Dataset entries
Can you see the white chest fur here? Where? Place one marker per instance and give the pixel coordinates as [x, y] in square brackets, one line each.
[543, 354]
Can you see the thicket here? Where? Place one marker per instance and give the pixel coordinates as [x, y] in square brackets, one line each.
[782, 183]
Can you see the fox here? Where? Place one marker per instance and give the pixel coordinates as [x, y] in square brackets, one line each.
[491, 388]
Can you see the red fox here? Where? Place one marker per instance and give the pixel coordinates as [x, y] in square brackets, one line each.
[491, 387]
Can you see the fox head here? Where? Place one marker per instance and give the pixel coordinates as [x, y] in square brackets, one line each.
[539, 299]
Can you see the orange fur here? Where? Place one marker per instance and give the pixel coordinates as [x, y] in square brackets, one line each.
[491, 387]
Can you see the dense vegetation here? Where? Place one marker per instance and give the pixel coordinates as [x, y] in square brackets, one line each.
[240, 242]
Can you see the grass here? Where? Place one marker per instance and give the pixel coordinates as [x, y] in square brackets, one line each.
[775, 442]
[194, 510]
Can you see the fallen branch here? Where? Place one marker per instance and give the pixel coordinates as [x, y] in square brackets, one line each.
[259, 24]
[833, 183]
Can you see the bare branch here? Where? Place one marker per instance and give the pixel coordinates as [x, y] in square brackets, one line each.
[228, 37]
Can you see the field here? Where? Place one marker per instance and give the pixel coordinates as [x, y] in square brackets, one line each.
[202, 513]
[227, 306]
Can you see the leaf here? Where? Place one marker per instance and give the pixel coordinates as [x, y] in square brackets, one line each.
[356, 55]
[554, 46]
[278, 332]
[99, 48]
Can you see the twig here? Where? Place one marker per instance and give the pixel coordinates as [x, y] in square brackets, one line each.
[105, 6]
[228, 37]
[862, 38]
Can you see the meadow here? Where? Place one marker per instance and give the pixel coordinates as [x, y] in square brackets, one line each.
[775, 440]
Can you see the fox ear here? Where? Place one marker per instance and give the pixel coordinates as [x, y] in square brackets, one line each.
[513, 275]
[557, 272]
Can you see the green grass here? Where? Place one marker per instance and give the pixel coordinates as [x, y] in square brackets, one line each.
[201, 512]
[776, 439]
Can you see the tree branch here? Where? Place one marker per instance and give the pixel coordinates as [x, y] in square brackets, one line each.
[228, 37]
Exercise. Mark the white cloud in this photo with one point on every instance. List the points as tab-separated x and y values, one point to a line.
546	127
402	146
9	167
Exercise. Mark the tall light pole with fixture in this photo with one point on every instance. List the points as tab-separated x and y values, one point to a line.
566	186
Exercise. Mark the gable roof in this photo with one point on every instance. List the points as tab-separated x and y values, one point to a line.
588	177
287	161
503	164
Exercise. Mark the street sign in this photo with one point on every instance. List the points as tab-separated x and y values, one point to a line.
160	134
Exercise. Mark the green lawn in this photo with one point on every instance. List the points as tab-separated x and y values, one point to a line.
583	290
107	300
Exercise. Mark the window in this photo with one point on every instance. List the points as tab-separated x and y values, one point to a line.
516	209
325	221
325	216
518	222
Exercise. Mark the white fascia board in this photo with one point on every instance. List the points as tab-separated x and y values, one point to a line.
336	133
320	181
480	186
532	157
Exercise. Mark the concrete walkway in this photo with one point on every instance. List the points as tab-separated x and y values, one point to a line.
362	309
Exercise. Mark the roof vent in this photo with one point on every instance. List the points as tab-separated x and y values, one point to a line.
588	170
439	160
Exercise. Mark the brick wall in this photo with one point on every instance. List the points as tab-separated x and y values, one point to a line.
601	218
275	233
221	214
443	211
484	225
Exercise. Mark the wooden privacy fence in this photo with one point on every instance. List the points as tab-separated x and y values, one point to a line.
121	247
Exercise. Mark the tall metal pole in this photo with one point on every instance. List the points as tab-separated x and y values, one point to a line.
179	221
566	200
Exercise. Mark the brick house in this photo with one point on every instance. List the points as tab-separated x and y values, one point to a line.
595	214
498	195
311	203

WHAT TO DO
The records above need to be retyped exactly.

RESPONSE BELOW
Can you see the white chest fur here? Where? Place one marker per instance and give the pixel coordinates as [x, y] in square brackets, one line each.
[543, 354]
Can you see the thicket here? Where? Place one marker per instance and give the pixel coordinates as [x, y] in square brackets, one line each.
[782, 183]
Can you see the fox here? Where? Place one marker per instance and give the pixel coordinates as [x, y] in square brackets, one line each.
[491, 388]
Can you see the red fox here? Where? Place one marker per instance and give the pixel coordinates as [x, y] in square brackets, one line each.
[491, 387]
Can you see the fox head here? Where? Place one marker per instance and give the pixel coordinates as [x, y] in square brackets, one line each.
[539, 299]
Can you see the orange fur here? Where? Place one marker per instance and give the pixel coordinates as [x, y] in square brackets, one line each.
[491, 387]
Can you see the dense vegetation here? Where? Place one marker per instance and give the pixel coordinates as [x, y] in square brackets, one line each.
[240, 242]
Can you see the grass here? Where? Place one marker per instance and give the pixel coordinates as [x, y] in square brackets, one line each.
[775, 442]
[194, 510]
Can you see the fallen branch here? Where? Place one marker per instance and give the pixel coordinates as [x, y] in square brackets, one line each.
[259, 24]
[833, 183]
Can you see the bare branch here? Where? Place one marker per instance and give the pixel coordinates as [x, y] in square brackets, one line each.
[228, 37]
Can you see the field here? Where? Place one marker per instance and give the pixel coordinates as [x, y] in square brackets, one line each.
[202, 513]
[227, 306]
Can you see the leaf here? Where? Place one marker per instance and give the pixel coordinates as [x, y] in square brackets, one line each.
[356, 55]
[554, 46]
[278, 332]
[99, 48]
Can you see the twig here? Where? Place one marker per instance and give the pixel coordinates as [x, y] in square brackets, one line each.
[105, 6]
[228, 37]
[862, 38]
Can you see the meadow here? Where? Place one marker per instance and give the pixel coordinates as [x, y] in square brackets, one line each.
[775, 440]
Can you see the fox ear here? Where? Place one marker per instance and give the pixel coordinates as [x, y] in square brackets, one line each.
[513, 275]
[557, 272]
Can you see the green grass here? Where? Place one marker per instance and give the pixel coordinates as [x, y] in square brackets, one line each.
[201, 512]
[776, 439]
Can you see the tree branch here? Where? Place one marker per instance and give the pixel coordinates as [x, y] in square brackets, one line each.
[228, 37]
Exercise. Mark the white cloud in this photo with one point on every instance. List the points as tab-separated x and y values, one point to a line.
546	127
402	146
9	167
Exercise. Mark the tall light pole with fixture in this photo with one point on every instance. List the points as tab-separated x and y values, one point to a line.
566	186
Exercise. Mark the gable roof in this photo with one point on every instance. List the points as tab-separated x and y values, one point to a line.
588	177
287	161
503	164
Exercise. Mark the street sign in this photo with one point on every instance. List the points as tab-separated x and y values, one point to a line.
160	134
Exercise. Mark the green lawn in this photo with one point on every instance. List the points as tab-separated x and y values, one point to a line.
583	290
107	300
Exercise. Mark the window in this photo with one point on every instance. List the points as tab-separated x and y values, one point to a line.
516	209
325	221
325	216
518	222
Exercise. Mark the white fascia board in this photo with one point on every instance. List the points as tab-separated x and y values, one point to a line.
336	133
320	181
480	186
532	157
Exercise. Mark the concrete walkway in this photo with one point on every instance. List the points as tab-separated x and y values, one point to a line.
362	309
Exercise. Mark the roof vent in this photo with one point on every instance. List the points as tab-separated x and y values, one point to a line.
588	170
439	160
Exercise. Mark the brick wall in this photo with one point on every instance. List the points as tab-separated x and y values, one point to a line.
601	218
275	233
221	214
443	211
484	225
Exercise. Mark the wooden privacy fence in this photo with one point on every instance. List the points as tab-separated x and y values, one point to a line.
121	247
Exercise. Mark the tall metal pole in this photo with one point on every instance. List the points as tab-separated x and y values, one point to a line.
179	221
566	200
Exercise. Mark the brick house in this photo with one point on every instance. List the points as tab-separated x and y values, one point to a line.
595	214
498	195
311	203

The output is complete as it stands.